---- EXERCISE INPUTS
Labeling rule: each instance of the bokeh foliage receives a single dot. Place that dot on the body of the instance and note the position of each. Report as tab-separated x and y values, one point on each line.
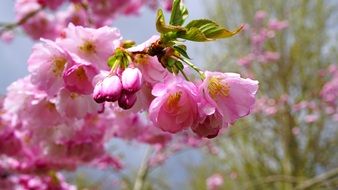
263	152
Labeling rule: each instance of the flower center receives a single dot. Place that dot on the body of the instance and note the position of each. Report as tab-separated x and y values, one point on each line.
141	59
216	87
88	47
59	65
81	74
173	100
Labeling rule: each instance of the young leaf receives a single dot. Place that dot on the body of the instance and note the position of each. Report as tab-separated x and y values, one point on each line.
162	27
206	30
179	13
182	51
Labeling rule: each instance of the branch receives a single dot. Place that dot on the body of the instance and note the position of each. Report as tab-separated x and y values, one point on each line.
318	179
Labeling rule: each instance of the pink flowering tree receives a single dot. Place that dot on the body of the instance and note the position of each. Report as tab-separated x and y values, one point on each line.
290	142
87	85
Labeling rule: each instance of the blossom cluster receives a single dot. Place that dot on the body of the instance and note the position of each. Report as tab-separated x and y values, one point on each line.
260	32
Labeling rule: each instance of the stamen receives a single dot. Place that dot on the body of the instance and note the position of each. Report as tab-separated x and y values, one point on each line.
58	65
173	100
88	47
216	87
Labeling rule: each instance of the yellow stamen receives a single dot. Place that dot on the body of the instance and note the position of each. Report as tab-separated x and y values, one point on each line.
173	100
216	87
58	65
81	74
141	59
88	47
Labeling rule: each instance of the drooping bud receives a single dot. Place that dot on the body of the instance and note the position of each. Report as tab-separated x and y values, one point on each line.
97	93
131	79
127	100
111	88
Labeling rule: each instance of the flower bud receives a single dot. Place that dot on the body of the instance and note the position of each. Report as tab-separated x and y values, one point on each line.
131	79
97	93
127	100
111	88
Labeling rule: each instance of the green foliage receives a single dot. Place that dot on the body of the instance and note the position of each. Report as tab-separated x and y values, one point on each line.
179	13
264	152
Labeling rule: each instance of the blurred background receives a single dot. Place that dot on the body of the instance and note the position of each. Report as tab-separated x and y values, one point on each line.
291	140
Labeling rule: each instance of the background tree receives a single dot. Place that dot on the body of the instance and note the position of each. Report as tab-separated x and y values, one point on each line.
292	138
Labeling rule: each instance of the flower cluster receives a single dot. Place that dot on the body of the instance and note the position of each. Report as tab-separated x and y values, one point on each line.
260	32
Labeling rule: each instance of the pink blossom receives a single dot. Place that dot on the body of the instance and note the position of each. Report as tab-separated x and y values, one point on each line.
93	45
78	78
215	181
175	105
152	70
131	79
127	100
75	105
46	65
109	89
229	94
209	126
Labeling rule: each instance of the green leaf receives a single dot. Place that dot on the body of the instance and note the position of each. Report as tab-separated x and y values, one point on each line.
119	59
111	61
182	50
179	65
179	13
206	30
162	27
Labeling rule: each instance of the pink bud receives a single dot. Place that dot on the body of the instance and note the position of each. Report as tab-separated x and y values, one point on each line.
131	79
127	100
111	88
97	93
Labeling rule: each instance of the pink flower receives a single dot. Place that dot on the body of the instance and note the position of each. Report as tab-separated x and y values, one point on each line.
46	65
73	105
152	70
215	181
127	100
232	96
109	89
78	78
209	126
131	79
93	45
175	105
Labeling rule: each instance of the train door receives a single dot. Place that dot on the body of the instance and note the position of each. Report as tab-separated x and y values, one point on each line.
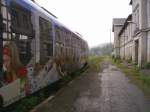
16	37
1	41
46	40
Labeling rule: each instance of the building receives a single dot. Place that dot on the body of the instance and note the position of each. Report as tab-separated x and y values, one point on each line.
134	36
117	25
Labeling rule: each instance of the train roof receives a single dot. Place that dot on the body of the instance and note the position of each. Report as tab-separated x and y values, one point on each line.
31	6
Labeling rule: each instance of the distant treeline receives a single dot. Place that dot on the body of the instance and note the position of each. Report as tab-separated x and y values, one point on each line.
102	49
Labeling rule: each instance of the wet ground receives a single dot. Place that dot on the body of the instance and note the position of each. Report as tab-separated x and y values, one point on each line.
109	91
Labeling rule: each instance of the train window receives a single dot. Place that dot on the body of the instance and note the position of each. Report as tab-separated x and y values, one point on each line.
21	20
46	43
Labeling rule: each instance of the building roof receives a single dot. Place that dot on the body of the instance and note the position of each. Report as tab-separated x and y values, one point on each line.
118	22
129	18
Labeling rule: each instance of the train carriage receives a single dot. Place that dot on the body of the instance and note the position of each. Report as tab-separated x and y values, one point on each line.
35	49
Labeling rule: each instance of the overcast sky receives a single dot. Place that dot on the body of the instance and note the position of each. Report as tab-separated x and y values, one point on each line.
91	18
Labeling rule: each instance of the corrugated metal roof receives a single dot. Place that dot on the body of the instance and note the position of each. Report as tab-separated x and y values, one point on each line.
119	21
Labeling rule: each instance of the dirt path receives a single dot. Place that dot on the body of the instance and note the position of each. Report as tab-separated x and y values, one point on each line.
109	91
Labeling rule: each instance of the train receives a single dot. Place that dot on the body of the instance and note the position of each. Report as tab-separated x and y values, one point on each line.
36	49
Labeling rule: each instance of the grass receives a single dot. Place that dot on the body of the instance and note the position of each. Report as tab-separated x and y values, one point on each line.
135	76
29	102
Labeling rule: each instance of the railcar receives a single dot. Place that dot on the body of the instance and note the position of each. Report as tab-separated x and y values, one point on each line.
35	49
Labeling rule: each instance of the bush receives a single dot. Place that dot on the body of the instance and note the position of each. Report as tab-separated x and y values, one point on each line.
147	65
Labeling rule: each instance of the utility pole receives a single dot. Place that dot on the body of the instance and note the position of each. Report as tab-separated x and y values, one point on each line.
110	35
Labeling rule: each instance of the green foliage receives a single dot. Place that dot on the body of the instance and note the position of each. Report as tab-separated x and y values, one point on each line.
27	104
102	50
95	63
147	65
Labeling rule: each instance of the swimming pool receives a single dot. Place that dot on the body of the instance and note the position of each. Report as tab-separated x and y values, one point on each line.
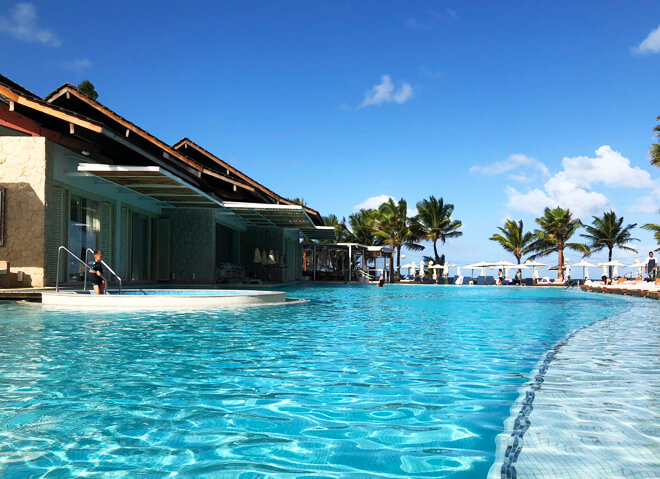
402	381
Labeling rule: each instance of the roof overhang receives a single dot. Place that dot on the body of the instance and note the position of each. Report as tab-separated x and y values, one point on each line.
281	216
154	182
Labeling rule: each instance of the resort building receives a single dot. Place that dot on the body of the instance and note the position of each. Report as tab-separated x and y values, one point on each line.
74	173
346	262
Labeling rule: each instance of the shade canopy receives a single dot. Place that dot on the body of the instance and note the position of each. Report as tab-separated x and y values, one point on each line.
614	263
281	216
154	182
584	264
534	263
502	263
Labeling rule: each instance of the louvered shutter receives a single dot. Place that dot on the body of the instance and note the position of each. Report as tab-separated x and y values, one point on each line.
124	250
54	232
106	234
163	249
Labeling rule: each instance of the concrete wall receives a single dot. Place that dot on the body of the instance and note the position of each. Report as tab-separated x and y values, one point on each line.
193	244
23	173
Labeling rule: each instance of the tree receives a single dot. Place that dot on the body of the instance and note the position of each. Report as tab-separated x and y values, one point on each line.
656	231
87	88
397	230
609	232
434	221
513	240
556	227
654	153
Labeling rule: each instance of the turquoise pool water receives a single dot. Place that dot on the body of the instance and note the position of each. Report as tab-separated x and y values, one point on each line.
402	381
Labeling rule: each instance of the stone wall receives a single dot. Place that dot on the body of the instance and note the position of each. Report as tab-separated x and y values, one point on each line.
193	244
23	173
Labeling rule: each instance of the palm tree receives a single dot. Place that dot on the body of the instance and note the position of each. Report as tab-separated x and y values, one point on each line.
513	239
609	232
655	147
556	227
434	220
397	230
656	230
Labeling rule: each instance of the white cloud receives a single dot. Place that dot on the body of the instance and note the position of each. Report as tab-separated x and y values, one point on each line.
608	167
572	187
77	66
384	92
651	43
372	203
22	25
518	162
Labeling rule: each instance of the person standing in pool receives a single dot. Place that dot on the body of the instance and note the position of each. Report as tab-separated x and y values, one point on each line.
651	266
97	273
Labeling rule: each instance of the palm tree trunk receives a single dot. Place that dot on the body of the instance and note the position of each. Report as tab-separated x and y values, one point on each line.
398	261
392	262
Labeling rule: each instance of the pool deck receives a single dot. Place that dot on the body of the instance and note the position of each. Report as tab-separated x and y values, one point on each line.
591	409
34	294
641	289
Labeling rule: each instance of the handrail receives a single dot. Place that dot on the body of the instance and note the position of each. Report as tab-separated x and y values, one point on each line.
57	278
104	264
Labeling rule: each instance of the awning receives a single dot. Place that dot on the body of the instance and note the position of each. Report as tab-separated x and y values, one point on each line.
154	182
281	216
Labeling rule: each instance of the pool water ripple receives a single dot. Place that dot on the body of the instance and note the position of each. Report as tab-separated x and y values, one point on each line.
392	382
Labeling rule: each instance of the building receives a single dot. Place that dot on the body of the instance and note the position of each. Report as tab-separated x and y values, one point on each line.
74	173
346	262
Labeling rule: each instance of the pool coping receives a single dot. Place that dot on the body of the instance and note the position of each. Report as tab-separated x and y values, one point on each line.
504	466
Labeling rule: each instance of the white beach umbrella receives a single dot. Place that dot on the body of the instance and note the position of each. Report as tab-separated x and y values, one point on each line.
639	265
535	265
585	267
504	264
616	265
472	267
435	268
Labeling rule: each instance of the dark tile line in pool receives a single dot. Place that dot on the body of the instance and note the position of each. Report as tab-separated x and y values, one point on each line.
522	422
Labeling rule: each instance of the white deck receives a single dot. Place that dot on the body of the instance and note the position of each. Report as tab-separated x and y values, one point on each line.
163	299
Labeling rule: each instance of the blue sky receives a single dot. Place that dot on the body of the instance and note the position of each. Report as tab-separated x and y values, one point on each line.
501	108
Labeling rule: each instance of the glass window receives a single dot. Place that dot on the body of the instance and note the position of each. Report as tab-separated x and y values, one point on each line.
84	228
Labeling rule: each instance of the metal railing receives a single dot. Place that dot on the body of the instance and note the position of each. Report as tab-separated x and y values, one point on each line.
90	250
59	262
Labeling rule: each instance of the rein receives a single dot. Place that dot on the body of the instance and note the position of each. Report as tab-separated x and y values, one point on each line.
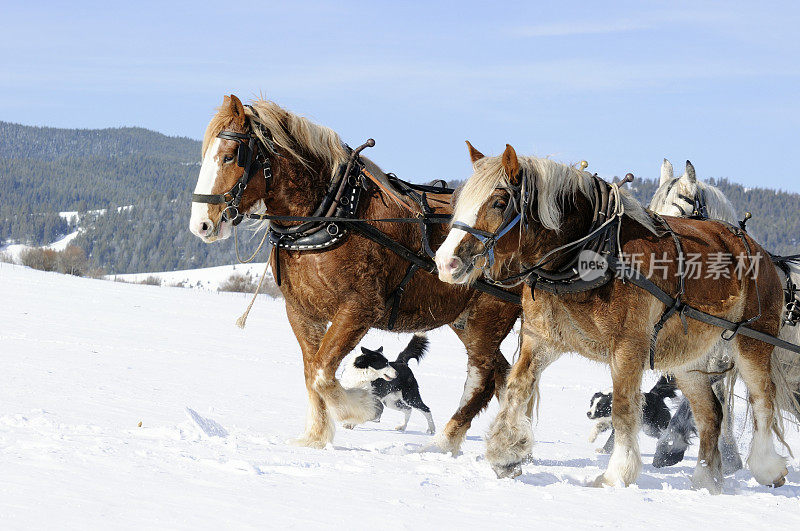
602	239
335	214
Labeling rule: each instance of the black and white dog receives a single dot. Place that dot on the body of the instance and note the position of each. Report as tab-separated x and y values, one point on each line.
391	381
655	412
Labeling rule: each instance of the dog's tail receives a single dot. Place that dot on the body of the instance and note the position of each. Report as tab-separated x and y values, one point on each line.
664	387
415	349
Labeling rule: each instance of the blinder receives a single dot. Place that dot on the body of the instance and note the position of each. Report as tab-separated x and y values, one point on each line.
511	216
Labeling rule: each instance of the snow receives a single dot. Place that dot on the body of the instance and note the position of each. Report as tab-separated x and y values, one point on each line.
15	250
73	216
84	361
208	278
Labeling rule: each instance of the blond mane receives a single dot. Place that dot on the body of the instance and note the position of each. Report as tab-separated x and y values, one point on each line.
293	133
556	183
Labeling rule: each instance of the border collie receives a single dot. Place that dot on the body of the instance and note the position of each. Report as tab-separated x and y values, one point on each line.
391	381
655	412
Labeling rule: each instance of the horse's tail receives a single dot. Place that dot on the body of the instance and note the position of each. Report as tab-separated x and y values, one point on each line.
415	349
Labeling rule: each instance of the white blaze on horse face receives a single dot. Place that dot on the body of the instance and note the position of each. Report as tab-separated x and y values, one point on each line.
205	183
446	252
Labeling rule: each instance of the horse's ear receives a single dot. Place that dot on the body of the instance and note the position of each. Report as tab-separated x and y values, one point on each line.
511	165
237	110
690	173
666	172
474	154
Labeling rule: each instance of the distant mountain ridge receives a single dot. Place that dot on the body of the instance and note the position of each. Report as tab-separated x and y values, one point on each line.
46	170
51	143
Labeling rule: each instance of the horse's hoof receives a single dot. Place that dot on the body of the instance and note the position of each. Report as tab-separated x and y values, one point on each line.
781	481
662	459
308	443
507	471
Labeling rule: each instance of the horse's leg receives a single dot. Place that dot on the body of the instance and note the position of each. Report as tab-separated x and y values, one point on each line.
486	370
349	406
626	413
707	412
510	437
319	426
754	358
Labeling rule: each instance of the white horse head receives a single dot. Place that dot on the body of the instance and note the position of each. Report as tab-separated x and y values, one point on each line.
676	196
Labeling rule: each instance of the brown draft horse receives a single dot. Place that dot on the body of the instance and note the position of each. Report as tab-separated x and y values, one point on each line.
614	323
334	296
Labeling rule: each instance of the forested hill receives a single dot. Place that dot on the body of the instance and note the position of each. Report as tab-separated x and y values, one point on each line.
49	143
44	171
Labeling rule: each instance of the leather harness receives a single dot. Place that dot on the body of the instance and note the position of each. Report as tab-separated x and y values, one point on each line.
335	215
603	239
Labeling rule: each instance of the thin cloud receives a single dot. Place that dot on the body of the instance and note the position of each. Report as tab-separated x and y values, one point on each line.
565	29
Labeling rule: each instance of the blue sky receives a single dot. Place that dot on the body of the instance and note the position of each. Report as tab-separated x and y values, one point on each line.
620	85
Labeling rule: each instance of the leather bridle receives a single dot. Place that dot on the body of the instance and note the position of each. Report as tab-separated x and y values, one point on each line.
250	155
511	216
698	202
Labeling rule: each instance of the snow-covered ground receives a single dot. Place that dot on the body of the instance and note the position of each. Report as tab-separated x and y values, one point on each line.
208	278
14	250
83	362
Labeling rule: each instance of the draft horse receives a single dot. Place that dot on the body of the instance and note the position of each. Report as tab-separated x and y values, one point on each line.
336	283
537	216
--------
→ **YOUR TASK**
Reproduce, exactly and only, the lines running from the one with "Labeling rule: each instance of the draft" to the end of the listing above.

→ **WRITTEN RESPONSE**
Labeling rule: each instance of the draft horse receives a single dot. Place that dot on the body of the instance and note the position of each. Report as tab-separated x and y values, one point on each line.
336	283
537	216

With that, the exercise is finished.